> [What you are asked to do]: Gather and copy every line of the stored items below that contains the string "block", treating uppercase and lowercase letters as distinct.
----- Data extract -----
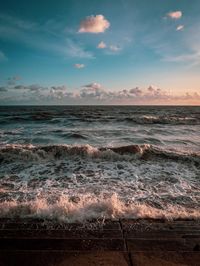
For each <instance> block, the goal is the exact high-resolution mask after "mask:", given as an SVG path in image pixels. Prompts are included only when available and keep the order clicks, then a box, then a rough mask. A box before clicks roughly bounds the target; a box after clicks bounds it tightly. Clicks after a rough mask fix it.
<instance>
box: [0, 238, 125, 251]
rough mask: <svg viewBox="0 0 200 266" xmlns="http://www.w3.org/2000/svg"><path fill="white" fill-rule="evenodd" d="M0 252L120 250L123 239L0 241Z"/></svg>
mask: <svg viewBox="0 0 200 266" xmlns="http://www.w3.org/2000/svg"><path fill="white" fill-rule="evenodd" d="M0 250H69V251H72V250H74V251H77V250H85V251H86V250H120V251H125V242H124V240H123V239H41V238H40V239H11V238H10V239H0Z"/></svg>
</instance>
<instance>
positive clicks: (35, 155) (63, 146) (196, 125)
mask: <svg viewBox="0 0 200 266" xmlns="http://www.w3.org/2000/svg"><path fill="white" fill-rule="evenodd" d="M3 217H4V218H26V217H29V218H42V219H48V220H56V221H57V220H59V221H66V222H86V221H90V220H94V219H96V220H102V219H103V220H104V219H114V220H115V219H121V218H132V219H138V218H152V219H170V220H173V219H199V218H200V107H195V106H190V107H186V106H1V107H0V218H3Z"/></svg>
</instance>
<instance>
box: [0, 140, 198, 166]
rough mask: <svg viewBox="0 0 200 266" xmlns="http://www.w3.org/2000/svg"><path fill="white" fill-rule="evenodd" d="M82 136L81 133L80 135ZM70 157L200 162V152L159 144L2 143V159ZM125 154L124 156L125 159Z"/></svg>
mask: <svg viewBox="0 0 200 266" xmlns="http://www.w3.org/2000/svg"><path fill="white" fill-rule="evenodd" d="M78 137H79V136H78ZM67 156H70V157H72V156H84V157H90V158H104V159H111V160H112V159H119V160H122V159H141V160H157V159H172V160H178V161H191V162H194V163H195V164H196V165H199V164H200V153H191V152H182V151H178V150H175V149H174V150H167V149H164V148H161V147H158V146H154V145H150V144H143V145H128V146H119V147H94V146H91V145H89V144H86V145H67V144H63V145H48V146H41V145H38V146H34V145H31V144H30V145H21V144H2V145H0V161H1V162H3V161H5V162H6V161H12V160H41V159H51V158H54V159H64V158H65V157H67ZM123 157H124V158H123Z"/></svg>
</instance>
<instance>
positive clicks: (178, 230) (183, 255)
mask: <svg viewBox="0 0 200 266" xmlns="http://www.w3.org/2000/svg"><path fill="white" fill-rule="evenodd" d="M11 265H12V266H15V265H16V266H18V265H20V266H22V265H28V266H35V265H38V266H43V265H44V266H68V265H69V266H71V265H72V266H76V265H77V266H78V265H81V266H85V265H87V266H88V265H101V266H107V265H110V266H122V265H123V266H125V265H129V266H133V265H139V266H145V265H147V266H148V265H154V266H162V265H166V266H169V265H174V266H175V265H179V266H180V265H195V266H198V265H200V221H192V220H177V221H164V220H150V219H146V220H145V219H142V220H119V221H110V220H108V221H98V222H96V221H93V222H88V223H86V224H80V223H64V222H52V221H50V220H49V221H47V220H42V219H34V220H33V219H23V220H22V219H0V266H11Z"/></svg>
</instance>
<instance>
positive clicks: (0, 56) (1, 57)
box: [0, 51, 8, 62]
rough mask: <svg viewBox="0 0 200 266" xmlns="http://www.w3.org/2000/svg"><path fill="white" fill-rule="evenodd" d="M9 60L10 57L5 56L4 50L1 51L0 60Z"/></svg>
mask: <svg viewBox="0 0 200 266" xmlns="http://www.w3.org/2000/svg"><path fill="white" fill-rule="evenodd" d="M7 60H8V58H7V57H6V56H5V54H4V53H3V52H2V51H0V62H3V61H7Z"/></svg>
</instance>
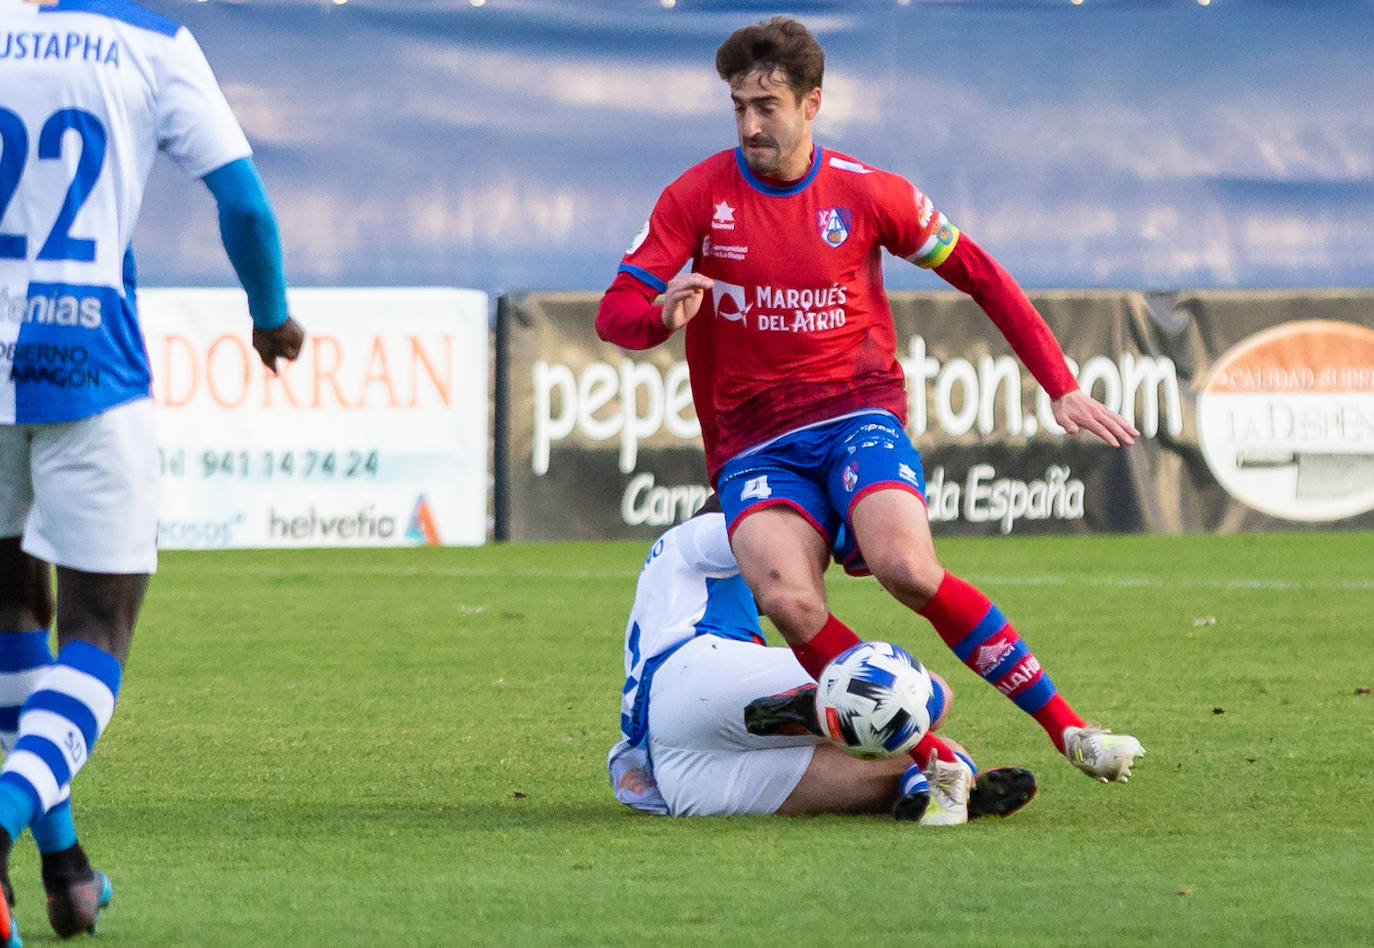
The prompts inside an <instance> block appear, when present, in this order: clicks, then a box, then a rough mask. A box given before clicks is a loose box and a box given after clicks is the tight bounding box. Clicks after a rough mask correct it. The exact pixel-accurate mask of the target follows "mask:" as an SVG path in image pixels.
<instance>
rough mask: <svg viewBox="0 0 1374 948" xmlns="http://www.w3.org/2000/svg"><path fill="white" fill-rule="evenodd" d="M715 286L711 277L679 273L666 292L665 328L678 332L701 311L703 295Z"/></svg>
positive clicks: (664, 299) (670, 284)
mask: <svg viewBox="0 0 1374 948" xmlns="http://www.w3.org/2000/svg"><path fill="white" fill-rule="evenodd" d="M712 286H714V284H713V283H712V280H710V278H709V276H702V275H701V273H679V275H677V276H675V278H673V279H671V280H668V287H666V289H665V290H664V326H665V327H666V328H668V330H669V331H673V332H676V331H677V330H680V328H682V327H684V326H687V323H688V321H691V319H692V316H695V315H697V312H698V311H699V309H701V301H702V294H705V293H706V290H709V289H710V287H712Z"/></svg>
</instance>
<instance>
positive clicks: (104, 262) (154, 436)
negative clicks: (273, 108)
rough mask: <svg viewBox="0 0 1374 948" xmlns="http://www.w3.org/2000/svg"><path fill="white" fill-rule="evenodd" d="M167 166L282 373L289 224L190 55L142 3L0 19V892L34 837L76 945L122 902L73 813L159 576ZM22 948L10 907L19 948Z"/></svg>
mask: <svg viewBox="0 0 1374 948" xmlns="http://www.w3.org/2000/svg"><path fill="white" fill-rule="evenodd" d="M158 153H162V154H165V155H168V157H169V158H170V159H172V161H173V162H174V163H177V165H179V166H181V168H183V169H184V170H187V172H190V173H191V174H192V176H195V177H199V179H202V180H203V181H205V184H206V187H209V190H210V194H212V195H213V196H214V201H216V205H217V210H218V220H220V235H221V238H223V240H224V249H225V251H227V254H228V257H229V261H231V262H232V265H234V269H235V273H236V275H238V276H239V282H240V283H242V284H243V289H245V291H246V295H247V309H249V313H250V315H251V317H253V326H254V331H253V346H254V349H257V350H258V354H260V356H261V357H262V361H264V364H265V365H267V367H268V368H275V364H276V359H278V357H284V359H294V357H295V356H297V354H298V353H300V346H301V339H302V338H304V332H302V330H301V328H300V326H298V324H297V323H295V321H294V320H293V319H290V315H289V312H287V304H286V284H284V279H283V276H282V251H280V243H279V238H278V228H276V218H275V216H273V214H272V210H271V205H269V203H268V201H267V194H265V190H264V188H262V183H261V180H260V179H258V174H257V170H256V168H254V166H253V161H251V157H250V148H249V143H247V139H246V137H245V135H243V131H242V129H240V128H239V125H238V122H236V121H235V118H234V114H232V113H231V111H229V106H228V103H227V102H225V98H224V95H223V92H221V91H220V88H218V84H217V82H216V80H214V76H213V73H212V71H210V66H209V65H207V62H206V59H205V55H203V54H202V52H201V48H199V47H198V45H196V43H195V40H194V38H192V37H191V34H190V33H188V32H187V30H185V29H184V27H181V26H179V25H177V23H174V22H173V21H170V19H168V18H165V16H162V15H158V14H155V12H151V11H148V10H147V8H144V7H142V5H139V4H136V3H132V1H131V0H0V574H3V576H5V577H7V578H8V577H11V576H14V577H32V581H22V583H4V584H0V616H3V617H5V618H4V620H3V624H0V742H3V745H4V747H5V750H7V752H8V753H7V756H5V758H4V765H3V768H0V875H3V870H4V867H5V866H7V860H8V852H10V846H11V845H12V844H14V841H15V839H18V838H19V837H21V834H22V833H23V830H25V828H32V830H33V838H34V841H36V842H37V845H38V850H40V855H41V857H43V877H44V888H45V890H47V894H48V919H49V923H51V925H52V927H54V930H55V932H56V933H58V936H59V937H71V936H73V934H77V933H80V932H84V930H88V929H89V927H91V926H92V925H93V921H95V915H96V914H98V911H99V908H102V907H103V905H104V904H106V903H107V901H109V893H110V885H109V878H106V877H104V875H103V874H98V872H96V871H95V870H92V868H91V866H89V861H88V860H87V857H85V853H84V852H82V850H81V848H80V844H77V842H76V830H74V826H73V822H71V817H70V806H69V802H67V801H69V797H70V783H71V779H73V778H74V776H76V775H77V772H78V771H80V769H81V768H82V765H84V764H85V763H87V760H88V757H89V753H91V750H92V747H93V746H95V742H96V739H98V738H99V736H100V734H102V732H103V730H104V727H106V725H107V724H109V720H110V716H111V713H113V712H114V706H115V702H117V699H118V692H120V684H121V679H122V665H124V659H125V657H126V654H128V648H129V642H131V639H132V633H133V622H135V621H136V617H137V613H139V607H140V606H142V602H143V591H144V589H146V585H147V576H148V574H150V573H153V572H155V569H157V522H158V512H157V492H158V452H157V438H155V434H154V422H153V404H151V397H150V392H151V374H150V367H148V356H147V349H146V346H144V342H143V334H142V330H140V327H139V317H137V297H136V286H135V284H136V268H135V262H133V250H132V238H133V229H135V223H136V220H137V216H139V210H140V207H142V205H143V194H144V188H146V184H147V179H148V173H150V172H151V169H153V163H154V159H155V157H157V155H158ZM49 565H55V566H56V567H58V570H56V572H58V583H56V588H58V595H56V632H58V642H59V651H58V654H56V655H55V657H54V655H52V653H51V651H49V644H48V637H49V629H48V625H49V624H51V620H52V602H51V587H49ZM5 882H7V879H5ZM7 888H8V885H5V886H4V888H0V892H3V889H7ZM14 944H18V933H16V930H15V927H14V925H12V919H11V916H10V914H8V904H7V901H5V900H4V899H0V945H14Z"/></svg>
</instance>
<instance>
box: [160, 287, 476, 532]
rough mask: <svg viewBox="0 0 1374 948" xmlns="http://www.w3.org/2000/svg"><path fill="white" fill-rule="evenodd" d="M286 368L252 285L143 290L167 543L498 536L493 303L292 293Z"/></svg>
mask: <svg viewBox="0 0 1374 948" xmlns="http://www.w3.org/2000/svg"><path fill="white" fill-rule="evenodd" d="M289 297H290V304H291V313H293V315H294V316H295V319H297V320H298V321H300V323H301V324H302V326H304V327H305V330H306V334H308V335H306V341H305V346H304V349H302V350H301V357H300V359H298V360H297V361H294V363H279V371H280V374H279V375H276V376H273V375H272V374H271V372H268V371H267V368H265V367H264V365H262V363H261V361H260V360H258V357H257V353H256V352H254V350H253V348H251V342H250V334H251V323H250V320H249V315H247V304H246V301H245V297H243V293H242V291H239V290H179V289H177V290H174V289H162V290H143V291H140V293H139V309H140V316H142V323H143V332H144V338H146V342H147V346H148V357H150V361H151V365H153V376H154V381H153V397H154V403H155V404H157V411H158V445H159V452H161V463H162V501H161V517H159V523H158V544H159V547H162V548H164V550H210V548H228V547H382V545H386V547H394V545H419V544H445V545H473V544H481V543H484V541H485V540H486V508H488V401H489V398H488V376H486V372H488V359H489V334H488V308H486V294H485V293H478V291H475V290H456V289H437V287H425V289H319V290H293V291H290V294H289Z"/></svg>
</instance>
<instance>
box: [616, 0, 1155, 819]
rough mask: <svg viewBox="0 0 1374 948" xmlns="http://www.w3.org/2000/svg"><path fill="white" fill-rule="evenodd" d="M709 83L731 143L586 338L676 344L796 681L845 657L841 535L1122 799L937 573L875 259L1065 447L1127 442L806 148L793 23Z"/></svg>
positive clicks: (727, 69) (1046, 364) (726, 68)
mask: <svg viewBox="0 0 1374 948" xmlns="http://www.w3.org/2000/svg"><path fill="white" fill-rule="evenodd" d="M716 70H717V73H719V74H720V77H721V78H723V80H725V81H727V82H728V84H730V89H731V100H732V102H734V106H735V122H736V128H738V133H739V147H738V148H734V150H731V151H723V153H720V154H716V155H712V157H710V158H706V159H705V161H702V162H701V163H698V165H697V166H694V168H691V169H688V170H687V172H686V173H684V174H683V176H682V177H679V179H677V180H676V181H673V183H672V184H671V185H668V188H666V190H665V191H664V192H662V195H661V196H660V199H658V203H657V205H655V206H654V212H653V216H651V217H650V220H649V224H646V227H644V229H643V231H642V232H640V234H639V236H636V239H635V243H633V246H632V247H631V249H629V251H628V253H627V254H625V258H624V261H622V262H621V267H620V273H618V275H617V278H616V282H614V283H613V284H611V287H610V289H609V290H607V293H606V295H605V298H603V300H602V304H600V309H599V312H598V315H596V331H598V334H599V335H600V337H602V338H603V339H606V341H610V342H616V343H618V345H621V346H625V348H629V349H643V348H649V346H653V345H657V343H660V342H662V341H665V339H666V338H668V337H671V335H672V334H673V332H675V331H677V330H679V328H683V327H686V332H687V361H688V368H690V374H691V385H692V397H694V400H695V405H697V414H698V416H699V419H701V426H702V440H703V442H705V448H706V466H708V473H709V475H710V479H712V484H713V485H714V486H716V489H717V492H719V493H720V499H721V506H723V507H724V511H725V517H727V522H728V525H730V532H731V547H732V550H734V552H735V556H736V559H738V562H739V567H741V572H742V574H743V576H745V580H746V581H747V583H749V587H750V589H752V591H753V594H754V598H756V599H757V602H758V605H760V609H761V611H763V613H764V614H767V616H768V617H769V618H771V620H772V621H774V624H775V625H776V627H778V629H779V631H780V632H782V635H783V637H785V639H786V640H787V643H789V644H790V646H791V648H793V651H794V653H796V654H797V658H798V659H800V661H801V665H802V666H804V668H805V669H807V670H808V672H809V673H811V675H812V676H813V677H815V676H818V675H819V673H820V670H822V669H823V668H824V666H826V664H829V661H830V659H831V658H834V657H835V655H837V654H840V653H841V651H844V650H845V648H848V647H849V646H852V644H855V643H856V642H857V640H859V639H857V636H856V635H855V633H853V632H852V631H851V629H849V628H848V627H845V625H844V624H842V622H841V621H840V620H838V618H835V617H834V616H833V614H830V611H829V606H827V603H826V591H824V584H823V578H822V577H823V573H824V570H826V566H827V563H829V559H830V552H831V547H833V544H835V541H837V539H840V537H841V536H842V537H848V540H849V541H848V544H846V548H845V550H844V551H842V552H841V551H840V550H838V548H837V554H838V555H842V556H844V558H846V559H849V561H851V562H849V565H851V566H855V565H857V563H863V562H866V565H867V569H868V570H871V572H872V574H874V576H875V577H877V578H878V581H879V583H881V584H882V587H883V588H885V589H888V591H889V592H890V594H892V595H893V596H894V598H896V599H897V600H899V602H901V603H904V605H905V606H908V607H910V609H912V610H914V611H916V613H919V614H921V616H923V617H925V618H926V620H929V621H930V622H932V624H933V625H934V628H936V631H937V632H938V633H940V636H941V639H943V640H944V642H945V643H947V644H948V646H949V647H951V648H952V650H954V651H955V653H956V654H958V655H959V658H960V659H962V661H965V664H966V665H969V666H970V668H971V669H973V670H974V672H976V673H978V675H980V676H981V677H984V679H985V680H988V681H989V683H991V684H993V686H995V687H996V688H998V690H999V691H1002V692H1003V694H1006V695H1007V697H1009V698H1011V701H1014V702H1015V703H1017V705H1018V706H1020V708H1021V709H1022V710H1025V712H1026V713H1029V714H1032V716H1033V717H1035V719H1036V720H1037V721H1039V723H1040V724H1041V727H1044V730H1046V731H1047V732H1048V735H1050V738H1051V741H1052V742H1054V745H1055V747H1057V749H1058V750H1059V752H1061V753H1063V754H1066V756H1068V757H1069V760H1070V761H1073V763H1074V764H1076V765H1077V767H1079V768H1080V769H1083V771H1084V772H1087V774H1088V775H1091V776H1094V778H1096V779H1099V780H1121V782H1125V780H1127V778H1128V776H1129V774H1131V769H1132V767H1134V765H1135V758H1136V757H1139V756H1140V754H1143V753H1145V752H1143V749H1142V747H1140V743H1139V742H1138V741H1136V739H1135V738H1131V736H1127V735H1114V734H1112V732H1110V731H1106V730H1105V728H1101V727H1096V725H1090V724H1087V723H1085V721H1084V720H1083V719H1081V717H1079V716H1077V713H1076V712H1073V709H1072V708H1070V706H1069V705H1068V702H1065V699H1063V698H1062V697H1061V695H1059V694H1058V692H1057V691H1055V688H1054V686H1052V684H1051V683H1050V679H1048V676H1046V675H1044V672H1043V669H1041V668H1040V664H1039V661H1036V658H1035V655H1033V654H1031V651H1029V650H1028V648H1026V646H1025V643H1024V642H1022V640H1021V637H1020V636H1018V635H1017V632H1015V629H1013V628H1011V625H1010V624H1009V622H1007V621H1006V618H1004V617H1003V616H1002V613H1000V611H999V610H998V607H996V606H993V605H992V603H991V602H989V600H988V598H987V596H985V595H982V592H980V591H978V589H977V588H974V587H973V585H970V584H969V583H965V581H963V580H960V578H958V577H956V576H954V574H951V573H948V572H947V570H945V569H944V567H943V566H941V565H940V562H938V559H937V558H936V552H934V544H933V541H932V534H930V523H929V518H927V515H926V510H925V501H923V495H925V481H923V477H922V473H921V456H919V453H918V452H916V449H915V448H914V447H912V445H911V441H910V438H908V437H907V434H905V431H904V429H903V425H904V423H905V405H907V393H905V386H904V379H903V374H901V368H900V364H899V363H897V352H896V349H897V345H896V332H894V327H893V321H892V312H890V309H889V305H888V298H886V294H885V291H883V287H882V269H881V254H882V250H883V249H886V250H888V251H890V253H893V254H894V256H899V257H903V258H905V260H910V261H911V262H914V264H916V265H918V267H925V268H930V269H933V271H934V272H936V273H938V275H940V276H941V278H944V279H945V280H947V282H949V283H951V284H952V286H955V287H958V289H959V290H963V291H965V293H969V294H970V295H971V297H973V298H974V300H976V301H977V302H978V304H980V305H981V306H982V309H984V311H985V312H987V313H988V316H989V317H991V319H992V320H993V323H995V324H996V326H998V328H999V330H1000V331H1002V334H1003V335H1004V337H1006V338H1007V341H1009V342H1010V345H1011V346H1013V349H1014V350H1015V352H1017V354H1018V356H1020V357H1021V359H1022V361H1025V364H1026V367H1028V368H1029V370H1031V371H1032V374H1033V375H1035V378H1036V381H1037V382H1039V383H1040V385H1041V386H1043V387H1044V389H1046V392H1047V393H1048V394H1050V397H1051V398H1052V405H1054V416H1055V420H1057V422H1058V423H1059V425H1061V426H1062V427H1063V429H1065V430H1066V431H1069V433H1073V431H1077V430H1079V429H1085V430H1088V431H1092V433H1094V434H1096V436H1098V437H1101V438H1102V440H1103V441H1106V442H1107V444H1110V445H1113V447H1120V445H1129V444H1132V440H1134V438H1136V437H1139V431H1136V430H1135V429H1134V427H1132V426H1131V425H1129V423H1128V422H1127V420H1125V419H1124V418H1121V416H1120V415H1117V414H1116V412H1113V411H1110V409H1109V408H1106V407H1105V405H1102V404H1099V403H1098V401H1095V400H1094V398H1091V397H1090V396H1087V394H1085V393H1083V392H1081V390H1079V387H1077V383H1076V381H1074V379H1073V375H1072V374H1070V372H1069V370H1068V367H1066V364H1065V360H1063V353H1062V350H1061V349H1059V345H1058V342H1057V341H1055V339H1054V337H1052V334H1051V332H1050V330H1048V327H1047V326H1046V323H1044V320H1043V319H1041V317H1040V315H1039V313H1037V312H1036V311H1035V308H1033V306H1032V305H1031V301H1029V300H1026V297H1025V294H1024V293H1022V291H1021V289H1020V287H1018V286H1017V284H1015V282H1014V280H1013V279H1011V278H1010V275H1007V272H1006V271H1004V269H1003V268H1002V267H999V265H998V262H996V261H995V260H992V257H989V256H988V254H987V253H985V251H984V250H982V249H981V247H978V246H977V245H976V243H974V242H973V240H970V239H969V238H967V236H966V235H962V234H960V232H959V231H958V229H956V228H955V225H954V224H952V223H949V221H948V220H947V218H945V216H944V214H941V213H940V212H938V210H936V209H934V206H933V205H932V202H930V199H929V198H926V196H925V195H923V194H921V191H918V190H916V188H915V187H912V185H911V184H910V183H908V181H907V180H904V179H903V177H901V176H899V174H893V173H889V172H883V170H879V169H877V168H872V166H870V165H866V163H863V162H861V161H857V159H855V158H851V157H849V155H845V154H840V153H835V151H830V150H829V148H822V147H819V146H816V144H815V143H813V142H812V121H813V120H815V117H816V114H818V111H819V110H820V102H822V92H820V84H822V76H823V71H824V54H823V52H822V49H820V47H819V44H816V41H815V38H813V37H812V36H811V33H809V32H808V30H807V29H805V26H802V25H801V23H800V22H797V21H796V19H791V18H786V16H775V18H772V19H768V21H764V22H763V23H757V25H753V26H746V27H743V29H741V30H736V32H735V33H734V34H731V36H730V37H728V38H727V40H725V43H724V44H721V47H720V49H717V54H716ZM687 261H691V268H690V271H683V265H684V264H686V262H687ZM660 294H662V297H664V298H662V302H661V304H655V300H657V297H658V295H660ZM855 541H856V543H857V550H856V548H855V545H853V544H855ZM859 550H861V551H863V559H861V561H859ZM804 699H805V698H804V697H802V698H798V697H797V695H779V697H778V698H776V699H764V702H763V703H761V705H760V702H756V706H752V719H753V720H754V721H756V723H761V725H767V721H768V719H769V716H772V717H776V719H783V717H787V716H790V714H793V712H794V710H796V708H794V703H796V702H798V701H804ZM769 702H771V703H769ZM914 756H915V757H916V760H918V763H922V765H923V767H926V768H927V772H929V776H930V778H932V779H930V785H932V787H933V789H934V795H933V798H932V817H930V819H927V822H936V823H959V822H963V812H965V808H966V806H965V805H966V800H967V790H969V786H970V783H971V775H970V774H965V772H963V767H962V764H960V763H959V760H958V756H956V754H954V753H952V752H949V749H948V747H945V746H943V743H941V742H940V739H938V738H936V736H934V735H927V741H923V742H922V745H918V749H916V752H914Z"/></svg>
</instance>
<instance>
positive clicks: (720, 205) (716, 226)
-----
> [Answer to this task]:
For each <instance> block, the goal is the exact high-resolution mask after "mask:", given as an SVG path in image pixels. Prompts are included only when available and keep the order clicks, then a box, then a rough mask. A box before clicks roughly bounds the target; a box after clicks bounds it tightly. Clicks after a rough mask fix it.
The prompts inside an <instance> block appear, when present, in this order: clicks, then a box, then a rough mask. A box given before clicks is a loose box and a box given after clicks is the tight bounding box. Clicks after a rough mask correct it. The exact pixel-accurate mask of the target follows "mask:" as an SVG path in image pixels.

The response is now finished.